## Verilen Bilgiler

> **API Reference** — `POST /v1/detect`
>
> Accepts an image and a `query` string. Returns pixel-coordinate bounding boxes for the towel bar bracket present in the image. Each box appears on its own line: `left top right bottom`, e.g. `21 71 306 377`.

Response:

---

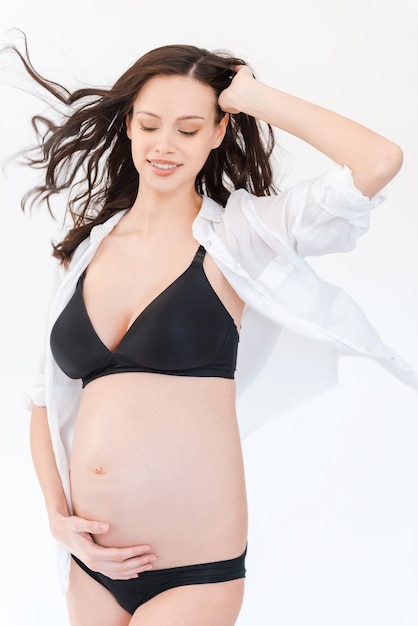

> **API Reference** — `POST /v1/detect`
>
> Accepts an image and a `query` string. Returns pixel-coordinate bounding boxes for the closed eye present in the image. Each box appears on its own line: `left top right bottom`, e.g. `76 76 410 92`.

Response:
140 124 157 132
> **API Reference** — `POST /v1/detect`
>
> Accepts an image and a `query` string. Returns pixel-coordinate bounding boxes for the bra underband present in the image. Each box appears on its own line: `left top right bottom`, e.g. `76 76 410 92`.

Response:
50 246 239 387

* * *

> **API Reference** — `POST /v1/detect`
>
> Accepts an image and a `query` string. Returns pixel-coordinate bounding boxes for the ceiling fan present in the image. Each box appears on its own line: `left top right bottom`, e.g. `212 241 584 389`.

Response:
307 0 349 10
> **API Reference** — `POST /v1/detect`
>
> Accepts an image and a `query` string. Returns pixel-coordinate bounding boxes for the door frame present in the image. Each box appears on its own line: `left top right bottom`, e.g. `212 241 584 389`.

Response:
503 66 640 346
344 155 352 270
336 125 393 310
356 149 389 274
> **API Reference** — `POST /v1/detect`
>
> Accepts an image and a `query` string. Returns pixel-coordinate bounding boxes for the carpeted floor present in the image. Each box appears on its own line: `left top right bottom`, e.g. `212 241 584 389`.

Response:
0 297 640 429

## Yapmanız Gereken
Yukarıdaki satırlardan kaçında "right" sözcüğünün geçtiğini hesaplayın ve yalnızca sayıyı yazın.

## Alıştırmanın Çözümü
6